**Work instruction**
In the records below, the line containing "over water in the photo above." is the first to keep. Retype it and all later lines exactly, through the end.

Photo-based referring expression data
******************************
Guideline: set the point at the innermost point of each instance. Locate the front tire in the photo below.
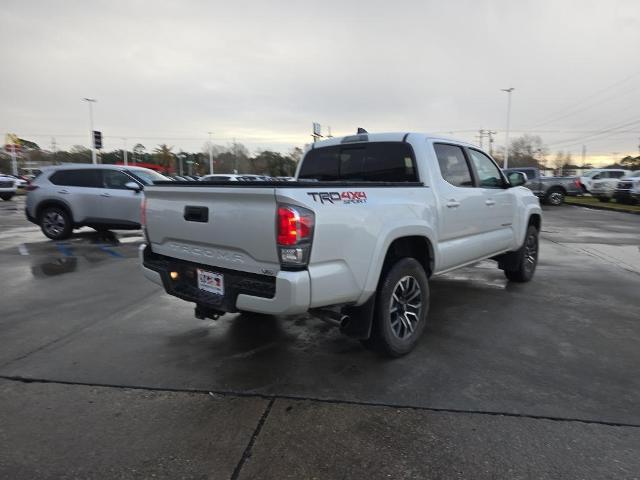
(402, 304)
(55, 223)
(526, 258)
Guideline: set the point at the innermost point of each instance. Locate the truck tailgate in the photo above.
(225, 227)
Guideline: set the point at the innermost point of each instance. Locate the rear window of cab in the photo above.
(371, 162)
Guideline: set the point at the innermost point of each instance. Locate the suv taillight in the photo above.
(143, 213)
(295, 233)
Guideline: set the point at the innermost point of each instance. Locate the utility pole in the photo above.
(506, 136)
(124, 152)
(481, 134)
(210, 154)
(53, 149)
(90, 101)
(490, 134)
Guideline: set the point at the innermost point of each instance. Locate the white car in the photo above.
(627, 189)
(98, 196)
(587, 179)
(8, 187)
(353, 241)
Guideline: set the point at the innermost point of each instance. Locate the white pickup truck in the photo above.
(354, 240)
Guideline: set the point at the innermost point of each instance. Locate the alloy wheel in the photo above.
(405, 308)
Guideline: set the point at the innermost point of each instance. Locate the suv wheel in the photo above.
(55, 223)
(402, 303)
(554, 197)
(526, 258)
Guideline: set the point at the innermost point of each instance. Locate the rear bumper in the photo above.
(287, 293)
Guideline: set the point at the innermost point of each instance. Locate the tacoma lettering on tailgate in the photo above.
(337, 197)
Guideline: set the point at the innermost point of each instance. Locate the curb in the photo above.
(599, 207)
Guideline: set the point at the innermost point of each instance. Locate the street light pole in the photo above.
(506, 137)
(93, 147)
(210, 154)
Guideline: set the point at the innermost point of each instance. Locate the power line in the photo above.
(601, 132)
(560, 114)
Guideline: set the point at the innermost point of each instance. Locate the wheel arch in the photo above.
(54, 203)
(402, 242)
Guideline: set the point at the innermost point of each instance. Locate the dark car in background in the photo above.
(551, 190)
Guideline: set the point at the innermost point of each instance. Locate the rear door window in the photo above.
(85, 177)
(115, 179)
(489, 175)
(453, 165)
(370, 162)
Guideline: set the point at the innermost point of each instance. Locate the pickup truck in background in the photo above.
(551, 190)
(353, 241)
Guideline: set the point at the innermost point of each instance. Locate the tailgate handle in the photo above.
(196, 214)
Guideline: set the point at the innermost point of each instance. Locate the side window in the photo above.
(489, 175)
(453, 165)
(115, 179)
(85, 177)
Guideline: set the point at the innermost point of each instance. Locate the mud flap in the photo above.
(360, 320)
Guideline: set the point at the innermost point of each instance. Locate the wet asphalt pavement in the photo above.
(103, 375)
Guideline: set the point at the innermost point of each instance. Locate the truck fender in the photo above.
(382, 246)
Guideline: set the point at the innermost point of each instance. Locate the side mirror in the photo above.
(133, 186)
(517, 179)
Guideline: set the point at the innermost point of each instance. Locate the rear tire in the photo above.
(55, 223)
(554, 197)
(402, 304)
(526, 258)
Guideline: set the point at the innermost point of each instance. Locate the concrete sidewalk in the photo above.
(51, 430)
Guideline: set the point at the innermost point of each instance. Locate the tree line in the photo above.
(234, 158)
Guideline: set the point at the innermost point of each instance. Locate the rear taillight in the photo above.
(143, 212)
(295, 233)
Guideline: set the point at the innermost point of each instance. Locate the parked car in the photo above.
(99, 196)
(605, 188)
(587, 178)
(8, 187)
(627, 189)
(552, 190)
(354, 241)
(219, 177)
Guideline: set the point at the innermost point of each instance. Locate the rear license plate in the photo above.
(211, 282)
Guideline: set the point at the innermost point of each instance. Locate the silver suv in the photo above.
(98, 196)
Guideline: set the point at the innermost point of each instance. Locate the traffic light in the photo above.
(97, 139)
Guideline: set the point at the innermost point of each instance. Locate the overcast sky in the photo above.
(263, 71)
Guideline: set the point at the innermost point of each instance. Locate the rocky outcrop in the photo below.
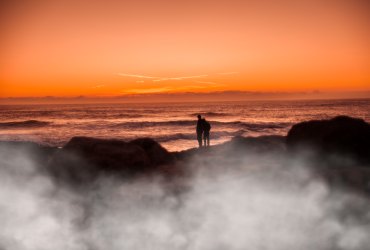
(83, 159)
(342, 135)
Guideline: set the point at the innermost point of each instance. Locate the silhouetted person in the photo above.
(199, 130)
(206, 129)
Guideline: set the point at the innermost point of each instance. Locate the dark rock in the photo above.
(343, 135)
(83, 159)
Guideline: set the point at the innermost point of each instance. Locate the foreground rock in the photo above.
(340, 135)
(83, 159)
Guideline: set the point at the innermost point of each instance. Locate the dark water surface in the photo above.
(172, 124)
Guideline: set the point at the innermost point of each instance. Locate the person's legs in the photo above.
(206, 139)
(199, 137)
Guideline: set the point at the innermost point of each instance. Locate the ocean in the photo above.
(171, 124)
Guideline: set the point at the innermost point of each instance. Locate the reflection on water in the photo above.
(171, 124)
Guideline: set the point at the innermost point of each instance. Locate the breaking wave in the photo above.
(23, 124)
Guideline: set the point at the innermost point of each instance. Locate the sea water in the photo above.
(171, 124)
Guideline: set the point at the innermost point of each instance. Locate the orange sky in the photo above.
(112, 48)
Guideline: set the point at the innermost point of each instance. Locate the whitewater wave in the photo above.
(192, 136)
(23, 124)
(246, 125)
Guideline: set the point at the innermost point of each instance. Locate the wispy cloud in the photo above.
(227, 73)
(98, 86)
(147, 90)
(160, 79)
(138, 76)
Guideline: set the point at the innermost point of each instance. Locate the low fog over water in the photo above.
(250, 201)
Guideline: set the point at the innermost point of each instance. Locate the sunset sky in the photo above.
(91, 48)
******************************
**Problem solution**
Guideline: set the point at the innermost point of each instance. Locate the low fog over water in the photo above.
(250, 201)
Guideline: set the point at the innermost point of each instance. Locate the sunset sky in the photo above.
(91, 48)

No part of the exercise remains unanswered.